START

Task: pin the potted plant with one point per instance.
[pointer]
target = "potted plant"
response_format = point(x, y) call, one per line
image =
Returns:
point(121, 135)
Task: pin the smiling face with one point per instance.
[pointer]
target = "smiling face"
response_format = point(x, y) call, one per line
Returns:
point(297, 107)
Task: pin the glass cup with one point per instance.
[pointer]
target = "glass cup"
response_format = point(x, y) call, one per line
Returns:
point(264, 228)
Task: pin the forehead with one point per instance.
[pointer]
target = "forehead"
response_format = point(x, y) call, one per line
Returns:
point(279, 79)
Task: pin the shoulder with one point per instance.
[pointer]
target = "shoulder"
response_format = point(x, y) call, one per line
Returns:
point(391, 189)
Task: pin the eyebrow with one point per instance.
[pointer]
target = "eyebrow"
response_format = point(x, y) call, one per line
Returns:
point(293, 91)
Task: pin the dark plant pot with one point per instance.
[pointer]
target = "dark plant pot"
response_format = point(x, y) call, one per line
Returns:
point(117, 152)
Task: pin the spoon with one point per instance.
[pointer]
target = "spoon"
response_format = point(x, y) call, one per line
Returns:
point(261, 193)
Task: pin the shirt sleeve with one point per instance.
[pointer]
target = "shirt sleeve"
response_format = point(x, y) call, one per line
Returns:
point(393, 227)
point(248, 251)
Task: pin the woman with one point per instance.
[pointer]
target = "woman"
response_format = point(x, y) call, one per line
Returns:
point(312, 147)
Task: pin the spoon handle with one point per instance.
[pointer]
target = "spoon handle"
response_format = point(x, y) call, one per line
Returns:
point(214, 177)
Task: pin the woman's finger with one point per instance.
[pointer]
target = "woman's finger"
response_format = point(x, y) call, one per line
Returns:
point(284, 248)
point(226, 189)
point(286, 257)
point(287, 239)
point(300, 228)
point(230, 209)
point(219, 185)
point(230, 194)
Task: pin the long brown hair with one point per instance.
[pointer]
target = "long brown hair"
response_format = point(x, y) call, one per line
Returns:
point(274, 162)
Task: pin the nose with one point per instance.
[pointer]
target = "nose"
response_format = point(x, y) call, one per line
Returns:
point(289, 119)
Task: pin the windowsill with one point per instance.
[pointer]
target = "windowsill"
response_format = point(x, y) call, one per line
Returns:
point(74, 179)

END
START

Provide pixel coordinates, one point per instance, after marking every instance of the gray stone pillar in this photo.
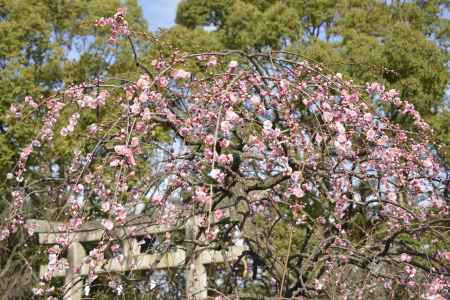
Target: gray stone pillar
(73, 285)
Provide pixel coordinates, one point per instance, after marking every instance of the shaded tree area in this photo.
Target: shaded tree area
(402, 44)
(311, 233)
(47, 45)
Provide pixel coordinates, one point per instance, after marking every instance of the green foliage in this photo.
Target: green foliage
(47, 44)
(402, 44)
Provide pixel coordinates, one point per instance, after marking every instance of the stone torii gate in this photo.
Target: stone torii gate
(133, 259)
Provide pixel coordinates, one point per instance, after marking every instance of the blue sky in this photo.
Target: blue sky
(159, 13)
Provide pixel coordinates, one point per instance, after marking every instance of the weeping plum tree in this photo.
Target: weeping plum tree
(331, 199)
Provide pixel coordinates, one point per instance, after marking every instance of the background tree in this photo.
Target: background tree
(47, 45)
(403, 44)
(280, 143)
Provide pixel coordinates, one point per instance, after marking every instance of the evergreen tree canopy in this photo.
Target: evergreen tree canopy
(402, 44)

END
START

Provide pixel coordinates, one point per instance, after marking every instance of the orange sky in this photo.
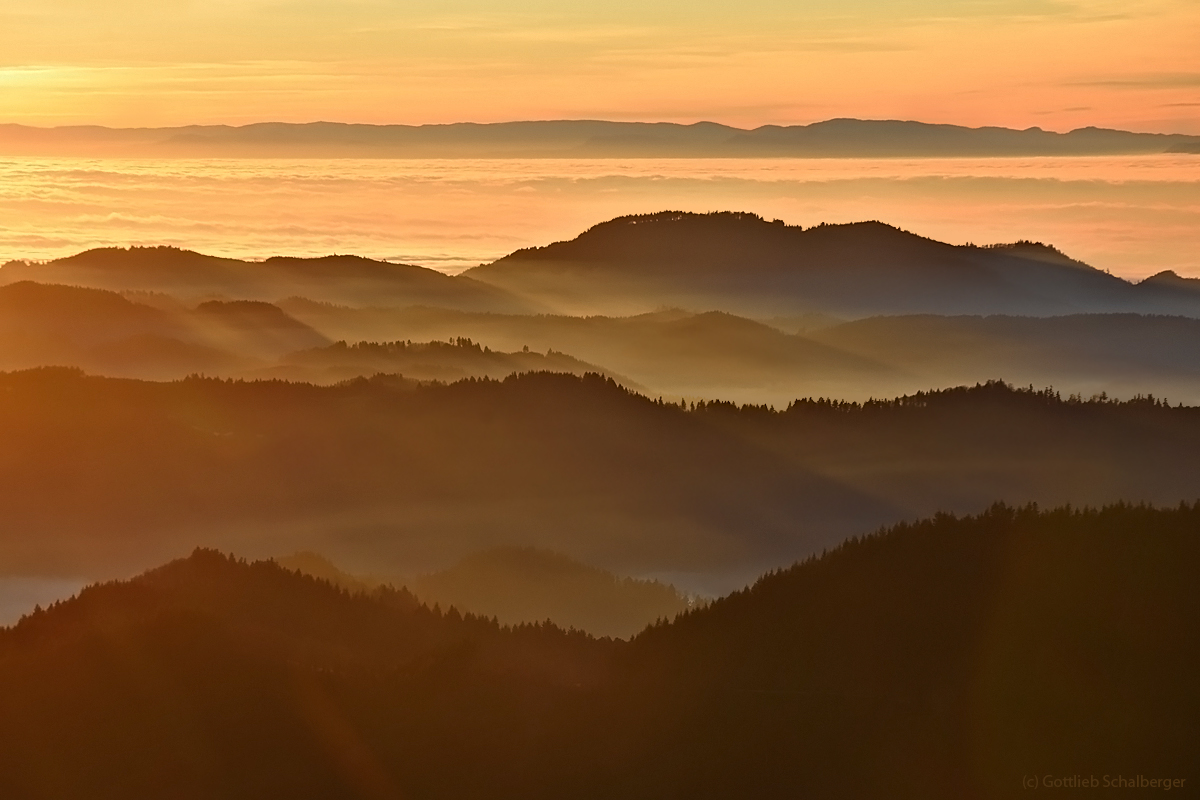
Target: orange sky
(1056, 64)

END

Brief: Please copy out everything from the line containing "Task: pin the shirt" down to the line containing "point(74, 179)", including the entries' requests, and add 92 to every coordinate in the answers.

Correct output:
Task: pin the shirt sleeve with one point per instance.
[pointer]
target = "shirt sleeve"
response_format = point(x, y) call, one per line
Returns:
point(485, 319)
point(340, 343)
Task: pin the woman with one point per instance.
[pointer]
target = "woman"
response_format = point(x, y) call, one per line
Returns:
point(404, 239)
Task: pin the spoon handle with one point per instance.
[pointer]
target = "spoon handle"
response_format = point(x, y) call, one per line
Returns:
point(306, 269)
Task: pin the woman's finger with one point per instance.
[pointer]
target = "woman's finger"
response_format = point(x, y) call, one per line
Returns:
point(376, 340)
point(318, 281)
point(378, 349)
point(379, 331)
point(392, 320)
point(322, 301)
point(311, 277)
point(322, 286)
Task: pin the long brown hair with one point per instance.
[pointer]
target = "long brown hair"
response_format = point(x, y) call, one per line
Returns:
point(366, 254)
Task: pin the nose with one point per instance.
[pointer]
target = "nose"
response_format = point(x, y) call, one per line
Returns:
point(381, 211)
Task: pin the windowsill with one point per instance.
[pointer]
target = "windowsill"
response_format = point(x, y) call, one per line
Returns:
point(166, 271)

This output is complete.